**Tasks to carry out**:
A. In the birding report, how many Pallas's Sandgrouse came down to drink at the small roadside lake between Delgertsogt and Mandalgovi?
B. Reproduce the part of the birding report starting at "Time was running" and ending at "our journey south-west.", word for word.

**Text segment**:
The common birds here were Horned Lark, Asian Short-toed Lark and Isabelline Wheatear and we also saw a good number of Pallas’s Sandgrouse (30+), eight Demoiselle Crane, two Upland Buzzard, Cinereous Vulture, Steppe Eagle and two Saker. Stops at three smallish lakes produced Shelduck, Ruddy Shelduck, Shoveler, Green Sandpiper, Common Sandpiper, Avocet, Temminck’s Stint, Long-toed Stint, Little Ringed Plover, Mongolian Finch, Rock Sparrow, Grey Wagtail and Citrine Wagtail.

At one small roadside lake between Delgertsogt and Mandalgovi (45°55’34” N 106°20’30” E) the vehicles pulled up close to the muddy shore and we waited for Pallas’s Sandgrouse to arrive to drink. Here there were Rock Sparrow, Asian Short-toed Lark, Ruddy Shelduck, Common Shelduck, Teal and five Green Sandpiper while at least 15 Pallas’s Sandgrouse dropped into drink although not close enough to the vehicle for good photographs – they were always very wary of the vehicles.

Citrine Wagtail – Luus Lake

Pairs of Demoiselle Crane were scattered along the roadside

Horned Lark was one of the commonest roadside birds – Lake between Delgertsogt and Mandalgovi

Horned Lark – Lake between Delgertsogt and Mandalgovi

Pallas’s Sandgrouse – Lake between Delgertsogt and Mandalgovi

Pallas’s Sandgrouse – Lake between Delgertsogt and Mandalgovi

Female Pallas’s Sandgrouse – Lake between Delgertsogt and Mandalgovi

Pallas’s Sandgrouse – Lake between Delgertsogt and Mandalgovi

Green Sandpiper – Lake between Delgertsogt and Mandalgovi

Eurasian Teal – Lake between Delgertsogt and Mandalgovi

Ruddy Shelduck – Lake between Delgertsogt and Mandalgovi

Asian Short-toed Lark – Lake between Delgertsogt and Mandalgovi

Demoiselle Crane – Lake between Delgertsogt and Mandalgovi

Demoiselle Crane – Lake between Delgertsogt and Mandalgovi

The Middle Gobi Desert

Steppe Eagle – Gobi Desert

The next lake we stopped at was at Luus (45°30’5″ N 105°45’34” E) and was far larger than the previous lake. The cars drove opposite ways around the shores in order to cover the ground. It was quite a novelty driving through miles of vast desert to be confronted with a lake with teaming birdlife.

Here there were flocks of Shoveler, Pintail and Teal in the open water while around the lake margins were Temminck’s Stint, Long-toed Stint, Marsh Sandpiper, Avocet, Green Sandpiper, Wood Sandpiper and Citrine Wagtail.

Temminck’s Stint – Luus Lake

Temminck’s Stint – Luus Lake

Citrine Wagtail – Luus Lake

Citrine Wagtail – Luus Lake

Citrine Wagtail – Luus Lake

Citrine Wagtail – Luus Lake

Little Ringed Plover – Luus Lake

Long-toed Stint – Luus Lake

Long-toed Stint – Luus Lake

Marsh Sandpiper – Luus Lake

Avocet – Luus Lake

Time was running tight as we wanted some birding time around Delanzadgad before dark and so we left Luus Lake reluctantly and continued our journey south-west.

(Records from a data collection)
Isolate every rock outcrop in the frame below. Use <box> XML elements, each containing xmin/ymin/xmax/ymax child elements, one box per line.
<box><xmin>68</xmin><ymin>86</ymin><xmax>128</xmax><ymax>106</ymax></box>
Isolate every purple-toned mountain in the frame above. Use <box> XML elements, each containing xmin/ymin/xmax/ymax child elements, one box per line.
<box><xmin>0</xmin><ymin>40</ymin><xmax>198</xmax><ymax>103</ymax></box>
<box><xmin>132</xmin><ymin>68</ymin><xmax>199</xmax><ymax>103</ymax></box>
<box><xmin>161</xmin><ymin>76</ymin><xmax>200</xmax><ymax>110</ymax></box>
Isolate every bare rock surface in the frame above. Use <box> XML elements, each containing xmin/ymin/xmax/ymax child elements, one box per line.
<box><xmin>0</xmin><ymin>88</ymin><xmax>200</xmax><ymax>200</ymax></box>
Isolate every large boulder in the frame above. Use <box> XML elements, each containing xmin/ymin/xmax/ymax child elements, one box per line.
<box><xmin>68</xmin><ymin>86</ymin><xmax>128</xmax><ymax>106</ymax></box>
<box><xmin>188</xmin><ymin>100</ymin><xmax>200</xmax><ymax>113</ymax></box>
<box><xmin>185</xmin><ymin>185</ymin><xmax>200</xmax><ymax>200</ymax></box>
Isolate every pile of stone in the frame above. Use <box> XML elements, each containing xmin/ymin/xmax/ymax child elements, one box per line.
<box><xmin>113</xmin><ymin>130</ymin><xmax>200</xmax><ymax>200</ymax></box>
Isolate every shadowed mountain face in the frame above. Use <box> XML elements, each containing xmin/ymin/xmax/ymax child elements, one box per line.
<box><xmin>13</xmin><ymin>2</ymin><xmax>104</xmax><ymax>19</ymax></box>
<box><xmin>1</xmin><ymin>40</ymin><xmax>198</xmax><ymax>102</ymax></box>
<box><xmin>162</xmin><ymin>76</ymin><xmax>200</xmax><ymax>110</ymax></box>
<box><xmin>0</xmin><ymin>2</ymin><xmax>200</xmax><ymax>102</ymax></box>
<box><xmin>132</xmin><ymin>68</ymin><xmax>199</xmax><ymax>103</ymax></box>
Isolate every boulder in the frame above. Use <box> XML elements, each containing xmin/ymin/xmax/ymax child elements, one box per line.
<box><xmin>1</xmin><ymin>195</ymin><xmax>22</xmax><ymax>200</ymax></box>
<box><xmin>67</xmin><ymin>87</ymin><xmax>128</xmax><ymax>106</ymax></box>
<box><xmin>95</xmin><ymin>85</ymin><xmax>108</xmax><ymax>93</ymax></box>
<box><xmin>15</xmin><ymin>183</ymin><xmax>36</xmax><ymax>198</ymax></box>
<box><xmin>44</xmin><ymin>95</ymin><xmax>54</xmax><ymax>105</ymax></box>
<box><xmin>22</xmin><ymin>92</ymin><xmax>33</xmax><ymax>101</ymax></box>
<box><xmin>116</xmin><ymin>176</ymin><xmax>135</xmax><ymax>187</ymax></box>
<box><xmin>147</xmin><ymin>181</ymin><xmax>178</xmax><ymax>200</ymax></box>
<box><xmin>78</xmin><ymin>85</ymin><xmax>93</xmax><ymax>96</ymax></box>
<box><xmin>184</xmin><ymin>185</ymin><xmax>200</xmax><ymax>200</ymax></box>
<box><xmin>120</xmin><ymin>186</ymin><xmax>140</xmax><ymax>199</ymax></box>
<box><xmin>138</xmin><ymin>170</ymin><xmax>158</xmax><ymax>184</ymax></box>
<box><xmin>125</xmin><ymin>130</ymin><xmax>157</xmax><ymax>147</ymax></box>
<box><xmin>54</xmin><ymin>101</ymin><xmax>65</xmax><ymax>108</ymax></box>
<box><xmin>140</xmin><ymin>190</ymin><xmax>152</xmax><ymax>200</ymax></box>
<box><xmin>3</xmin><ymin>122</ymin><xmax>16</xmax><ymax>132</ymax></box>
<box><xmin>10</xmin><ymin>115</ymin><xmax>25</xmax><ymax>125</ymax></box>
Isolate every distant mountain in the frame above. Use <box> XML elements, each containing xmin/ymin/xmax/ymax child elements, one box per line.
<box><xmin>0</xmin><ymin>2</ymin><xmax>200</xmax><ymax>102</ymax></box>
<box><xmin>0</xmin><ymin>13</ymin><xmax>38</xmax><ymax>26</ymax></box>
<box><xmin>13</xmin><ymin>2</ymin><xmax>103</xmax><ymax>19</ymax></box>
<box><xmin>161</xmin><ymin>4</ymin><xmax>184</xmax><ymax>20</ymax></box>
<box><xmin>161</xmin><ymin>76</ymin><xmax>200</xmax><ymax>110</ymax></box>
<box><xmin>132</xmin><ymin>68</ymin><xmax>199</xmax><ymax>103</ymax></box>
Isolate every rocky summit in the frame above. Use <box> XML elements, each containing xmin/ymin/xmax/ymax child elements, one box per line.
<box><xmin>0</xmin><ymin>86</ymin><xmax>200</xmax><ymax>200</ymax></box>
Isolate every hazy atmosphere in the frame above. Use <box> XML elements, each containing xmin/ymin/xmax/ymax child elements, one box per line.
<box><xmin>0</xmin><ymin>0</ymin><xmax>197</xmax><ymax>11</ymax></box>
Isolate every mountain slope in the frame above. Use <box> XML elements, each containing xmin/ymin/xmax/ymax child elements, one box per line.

**Response list**:
A. At least 15.

B.
Time was running tight as we wanted some birding time around Delanzadgad before dark and so we left Luus Lake reluctantly and continued our journey south-west.